### DATA RECORDS
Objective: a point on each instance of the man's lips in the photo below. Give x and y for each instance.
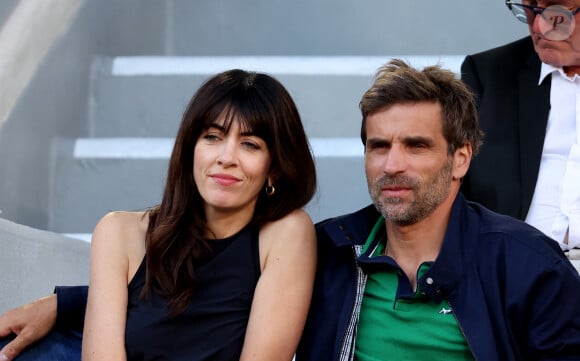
(395, 191)
(224, 179)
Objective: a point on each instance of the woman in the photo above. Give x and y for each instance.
(223, 268)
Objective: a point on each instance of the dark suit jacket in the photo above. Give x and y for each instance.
(513, 113)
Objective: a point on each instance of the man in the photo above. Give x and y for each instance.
(431, 276)
(527, 96)
(424, 274)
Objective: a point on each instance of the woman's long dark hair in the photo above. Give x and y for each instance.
(177, 232)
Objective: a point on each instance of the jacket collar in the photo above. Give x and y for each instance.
(350, 229)
(456, 252)
(534, 107)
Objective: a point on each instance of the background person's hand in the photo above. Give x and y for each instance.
(29, 322)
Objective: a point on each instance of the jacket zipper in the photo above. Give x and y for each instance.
(461, 329)
(342, 343)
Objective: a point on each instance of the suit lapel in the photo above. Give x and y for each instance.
(534, 106)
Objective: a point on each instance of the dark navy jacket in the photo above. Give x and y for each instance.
(513, 291)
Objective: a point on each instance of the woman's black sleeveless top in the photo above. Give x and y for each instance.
(214, 325)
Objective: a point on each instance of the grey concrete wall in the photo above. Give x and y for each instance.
(56, 101)
(32, 262)
(6, 7)
(340, 27)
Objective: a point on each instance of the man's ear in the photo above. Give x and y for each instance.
(462, 160)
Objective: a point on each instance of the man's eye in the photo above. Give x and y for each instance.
(211, 137)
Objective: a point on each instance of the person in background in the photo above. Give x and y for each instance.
(211, 272)
(527, 94)
(423, 274)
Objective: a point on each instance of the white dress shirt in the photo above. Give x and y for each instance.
(555, 207)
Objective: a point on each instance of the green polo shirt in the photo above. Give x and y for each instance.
(397, 323)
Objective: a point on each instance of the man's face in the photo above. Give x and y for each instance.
(409, 171)
(564, 53)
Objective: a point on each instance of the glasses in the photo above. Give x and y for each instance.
(556, 22)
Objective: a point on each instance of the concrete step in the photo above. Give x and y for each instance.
(146, 96)
(93, 176)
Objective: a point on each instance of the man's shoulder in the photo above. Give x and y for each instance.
(508, 232)
(348, 229)
(522, 47)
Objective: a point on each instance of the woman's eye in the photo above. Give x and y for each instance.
(211, 137)
(251, 145)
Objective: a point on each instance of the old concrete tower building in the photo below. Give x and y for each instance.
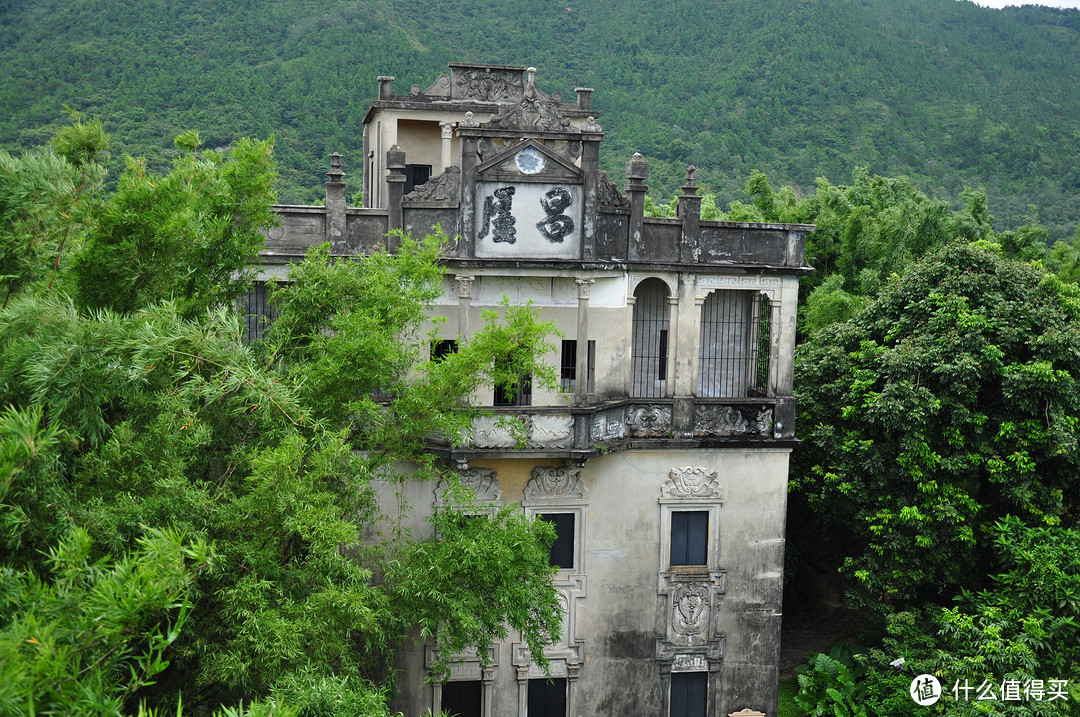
(662, 463)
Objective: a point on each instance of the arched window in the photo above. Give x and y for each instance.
(734, 345)
(649, 364)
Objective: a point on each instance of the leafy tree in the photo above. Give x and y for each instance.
(189, 235)
(948, 403)
(1022, 628)
(160, 419)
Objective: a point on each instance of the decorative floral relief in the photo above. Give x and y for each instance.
(608, 193)
(489, 85)
(441, 88)
(483, 482)
(551, 431)
(646, 421)
(607, 427)
(690, 611)
(731, 420)
(551, 482)
(692, 482)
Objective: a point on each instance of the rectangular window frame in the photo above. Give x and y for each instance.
(566, 542)
(671, 505)
(544, 695)
(691, 689)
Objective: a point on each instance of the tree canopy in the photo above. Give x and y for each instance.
(200, 504)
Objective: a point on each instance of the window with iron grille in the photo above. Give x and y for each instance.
(258, 312)
(443, 348)
(547, 698)
(518, 395)
(562, 551)
(689, 538)
(689, 694)
(416, 175)
(736, 334)
(649, 351)
(568, 365)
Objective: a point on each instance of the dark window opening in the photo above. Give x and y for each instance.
(462, 699)
(547, 698)
(648, 364)
(561, 553)
(736, 338)
(443, 348)
(568, 364)
(662, 359)
(689, 694)
(689, 538)
(258, 312)
(591, 367)
(520, 395)
(416, 175)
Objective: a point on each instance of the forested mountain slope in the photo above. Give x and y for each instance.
(945, 92)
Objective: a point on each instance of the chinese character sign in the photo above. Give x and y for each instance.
(528, 220)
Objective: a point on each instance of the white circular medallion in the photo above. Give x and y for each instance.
(529, 161)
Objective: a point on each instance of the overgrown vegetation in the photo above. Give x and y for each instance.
(946, 93)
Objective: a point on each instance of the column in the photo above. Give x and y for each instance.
(464, 303)
(395, 188)
(581, 367)
(335, 207)
(637, 172)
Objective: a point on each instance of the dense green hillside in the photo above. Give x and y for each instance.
(945, 92)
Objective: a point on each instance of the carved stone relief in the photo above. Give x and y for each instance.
(690, 662)
(488, 85)
(731, 420)
(690, 614)
(534, 111)
(691, 482)
(554, 482)
(608, 193)
(551, 431)
(488, 434)
(444, 188)
(649, 421)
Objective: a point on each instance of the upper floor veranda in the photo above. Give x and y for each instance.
(676, 329)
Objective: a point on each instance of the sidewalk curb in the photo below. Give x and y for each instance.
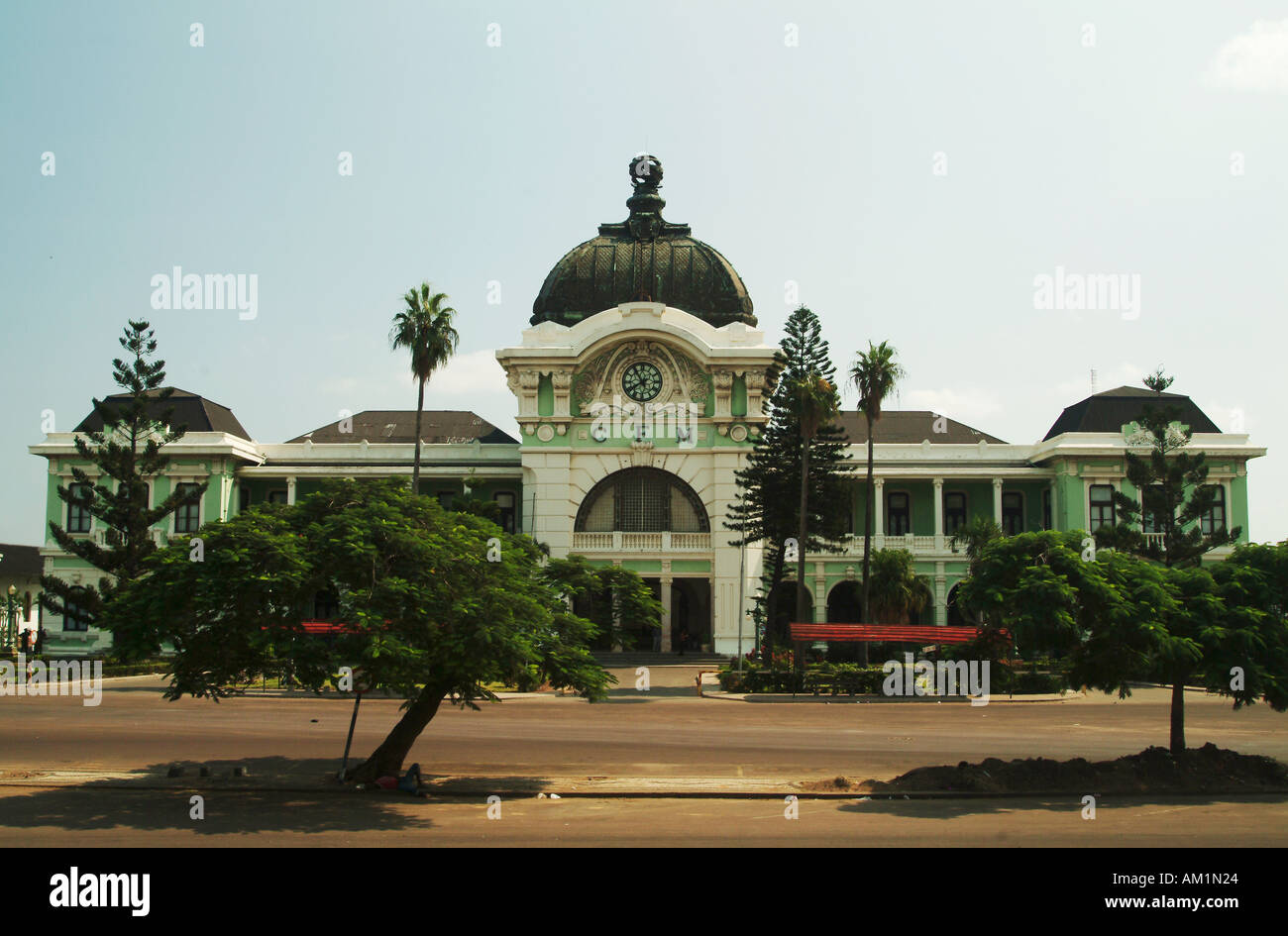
######
WORK ORDER » Please set down, word for word, the lines starting at the line that holds "Objective: a point on each instance of the upper" and running to the end of the listing, with no pictures.

TASK RESPONSE »
Objective: a point on each instance of the upper floor veranda in the photo above. Give x and y for each instance.
(676, 329)
Objective: a point on each instance of the sidewalk curb in the photo below. Give x and y for each instance.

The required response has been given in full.